*** EXTRACT PROVIDED
With respect to autotrim, it kinda exists already in Data > Text to Columns, which can be run using fixed width fields but only one field. Excel will strip off leading and trailing ACSII spaces (decimal character code 32) but not nonbreaking HTML spaces (decimal character code 160). This is pretty obscure.

There are also frequent questions about converting ranges to all upper case or proper case. The only practical approach currently is writing UPPER or PROPER formulas elsewhere, pasting their values on top of the original range, and clearing the range of formulas. A lot of work for most users.

If it's a good idea to relieve users of the complexity of using formulas in conditional formatting, wouldn't it also be a good idea to relieve them ot the complexity of using formulas in data cleansing?
******
*** COLLECTED DATA
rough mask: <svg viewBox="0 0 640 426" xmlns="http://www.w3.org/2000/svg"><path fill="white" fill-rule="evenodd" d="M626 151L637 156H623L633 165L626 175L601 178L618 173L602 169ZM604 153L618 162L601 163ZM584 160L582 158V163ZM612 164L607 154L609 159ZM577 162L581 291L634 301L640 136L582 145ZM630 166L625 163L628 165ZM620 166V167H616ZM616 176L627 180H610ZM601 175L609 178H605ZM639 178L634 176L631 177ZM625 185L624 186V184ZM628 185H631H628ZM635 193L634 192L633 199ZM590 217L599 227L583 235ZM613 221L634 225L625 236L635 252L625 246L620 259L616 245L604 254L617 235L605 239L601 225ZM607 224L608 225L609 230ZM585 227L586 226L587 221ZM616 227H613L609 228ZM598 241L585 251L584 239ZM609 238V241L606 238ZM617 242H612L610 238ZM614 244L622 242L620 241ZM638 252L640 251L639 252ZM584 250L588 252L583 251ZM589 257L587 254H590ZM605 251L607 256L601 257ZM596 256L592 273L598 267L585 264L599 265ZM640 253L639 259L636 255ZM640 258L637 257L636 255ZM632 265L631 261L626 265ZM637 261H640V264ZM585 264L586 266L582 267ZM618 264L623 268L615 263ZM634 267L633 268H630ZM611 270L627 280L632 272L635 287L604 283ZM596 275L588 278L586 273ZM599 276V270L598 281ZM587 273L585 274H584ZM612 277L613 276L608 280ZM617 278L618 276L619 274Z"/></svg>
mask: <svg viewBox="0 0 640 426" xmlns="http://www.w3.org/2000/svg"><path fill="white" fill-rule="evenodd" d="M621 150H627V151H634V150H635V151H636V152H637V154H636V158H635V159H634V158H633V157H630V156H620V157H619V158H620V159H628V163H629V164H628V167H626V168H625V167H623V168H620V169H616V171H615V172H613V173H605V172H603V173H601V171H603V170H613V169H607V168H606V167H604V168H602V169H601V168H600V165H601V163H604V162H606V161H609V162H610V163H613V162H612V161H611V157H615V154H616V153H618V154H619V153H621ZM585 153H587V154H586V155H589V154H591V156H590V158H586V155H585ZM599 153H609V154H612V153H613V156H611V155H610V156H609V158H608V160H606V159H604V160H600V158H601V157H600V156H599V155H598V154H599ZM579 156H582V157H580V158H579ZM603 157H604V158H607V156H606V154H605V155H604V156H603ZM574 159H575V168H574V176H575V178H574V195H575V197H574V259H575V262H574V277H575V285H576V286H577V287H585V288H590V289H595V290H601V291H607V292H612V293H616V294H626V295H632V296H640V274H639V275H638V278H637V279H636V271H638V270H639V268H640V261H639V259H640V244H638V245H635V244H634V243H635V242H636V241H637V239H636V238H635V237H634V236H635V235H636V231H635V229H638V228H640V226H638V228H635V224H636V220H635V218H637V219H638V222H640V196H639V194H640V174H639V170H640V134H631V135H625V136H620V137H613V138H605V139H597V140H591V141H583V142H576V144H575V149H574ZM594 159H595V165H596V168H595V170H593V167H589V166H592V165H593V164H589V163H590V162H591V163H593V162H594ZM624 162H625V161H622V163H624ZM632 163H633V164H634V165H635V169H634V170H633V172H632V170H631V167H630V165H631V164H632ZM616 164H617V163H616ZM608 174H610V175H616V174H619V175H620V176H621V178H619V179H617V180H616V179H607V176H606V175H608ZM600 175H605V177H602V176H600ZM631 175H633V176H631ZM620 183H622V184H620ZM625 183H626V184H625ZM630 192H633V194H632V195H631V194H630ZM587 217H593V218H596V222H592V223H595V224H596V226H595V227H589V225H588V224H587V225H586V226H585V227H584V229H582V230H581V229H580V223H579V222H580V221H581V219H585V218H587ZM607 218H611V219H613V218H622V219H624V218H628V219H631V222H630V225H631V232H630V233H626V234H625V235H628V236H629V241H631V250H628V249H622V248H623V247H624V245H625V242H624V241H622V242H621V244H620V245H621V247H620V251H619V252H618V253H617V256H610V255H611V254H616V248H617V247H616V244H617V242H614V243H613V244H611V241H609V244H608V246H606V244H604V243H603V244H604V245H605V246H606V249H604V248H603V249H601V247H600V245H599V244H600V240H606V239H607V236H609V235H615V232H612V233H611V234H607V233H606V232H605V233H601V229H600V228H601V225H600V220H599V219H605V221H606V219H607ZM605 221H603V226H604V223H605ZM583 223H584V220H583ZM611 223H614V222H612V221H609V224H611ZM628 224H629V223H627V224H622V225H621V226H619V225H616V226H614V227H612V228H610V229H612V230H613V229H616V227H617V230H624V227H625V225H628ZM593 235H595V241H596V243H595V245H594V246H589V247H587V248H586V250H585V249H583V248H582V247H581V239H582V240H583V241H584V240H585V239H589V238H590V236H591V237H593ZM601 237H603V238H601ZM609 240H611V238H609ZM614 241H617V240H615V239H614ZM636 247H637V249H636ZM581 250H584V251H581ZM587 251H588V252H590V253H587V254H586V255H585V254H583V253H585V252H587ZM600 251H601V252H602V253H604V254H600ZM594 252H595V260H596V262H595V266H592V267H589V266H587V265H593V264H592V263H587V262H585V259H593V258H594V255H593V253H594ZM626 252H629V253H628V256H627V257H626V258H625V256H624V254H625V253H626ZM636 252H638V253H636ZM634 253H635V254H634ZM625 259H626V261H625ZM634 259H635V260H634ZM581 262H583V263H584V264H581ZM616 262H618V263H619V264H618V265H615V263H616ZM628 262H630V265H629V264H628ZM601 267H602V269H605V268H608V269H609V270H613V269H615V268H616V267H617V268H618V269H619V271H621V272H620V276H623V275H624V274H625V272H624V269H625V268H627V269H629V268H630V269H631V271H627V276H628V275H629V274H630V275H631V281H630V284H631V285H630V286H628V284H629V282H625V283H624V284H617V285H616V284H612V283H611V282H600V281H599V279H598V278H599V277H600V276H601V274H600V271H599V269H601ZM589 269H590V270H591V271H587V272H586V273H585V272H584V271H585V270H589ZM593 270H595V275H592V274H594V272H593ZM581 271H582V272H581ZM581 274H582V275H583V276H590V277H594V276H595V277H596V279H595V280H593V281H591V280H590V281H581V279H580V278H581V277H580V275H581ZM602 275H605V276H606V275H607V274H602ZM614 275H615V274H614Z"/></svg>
******
-- USING THE INFORMATION --
1/ Reproduce the passage of the Excel data-cleansing post above from "With respect to" to "for most users.".
2/ Carry on the post about data cleansing in Excel past its final sentence.

-- REPLIES --
1/
With respect to autotrim, it kinda exists already in Data > Text to Columns, which can be run using fixed width fields but only one field. Excel will strip off leading and trailing ACSII spaces (decimal character code 32) but not nonbreaking HTML spaces (decimal character code 160). This is pretty obscure.

There are also frequent questions about converting ranges to all upper case or proper case. The only practical approach currently is writing UPPER or PROPER formulas elsewhere, pasting their values on top of the original range, and clearing the range of formulas. A lot of work for most users.

2/
# re: Tables Part 6: Removing duplicates from tables (and ranges) of data

Monday, November 07, 2005 1:11 AM by Arun Philip
It would be nice if there's some way of highlighting the values and then getting a user approval prior to removing the duplicates. Basically, it would combine the functionality of Conditional Formatting's Highlight Duplicate Values, with the Remove Duplicates Feature.

# re: Tables Part 6: Removing duplicates from tables (and ranges) of data

Monday, November 07, 2005 1:38 PM by headtoadie
Sometimes it is the duplicates that we *really* want and not the uniques.

For example, if I have a customer history file and I want to identify the repeat customers then it is the duplicates that I'm really after.

# re: Tables Part 6: Removing duplicates from tables (and ranges) of data

Monday, November 07, 2005 4:32 PM by David Gainer
Hello folks - again, thanks for the comments and suggestions from everybody.

headtoadie - you can use conditional formatting (in Excel 12) to highlight dupes and then filter on the conditional formatting, for a total of about 3-4 mouse clicks.

everyone -

...
|Better to have those features in a 'data
|cleaning' window which concentrates such
|features. eg. trim spaces, Proper Case, alphanum
|only, text stored numbers to real numbers,
|etc...
...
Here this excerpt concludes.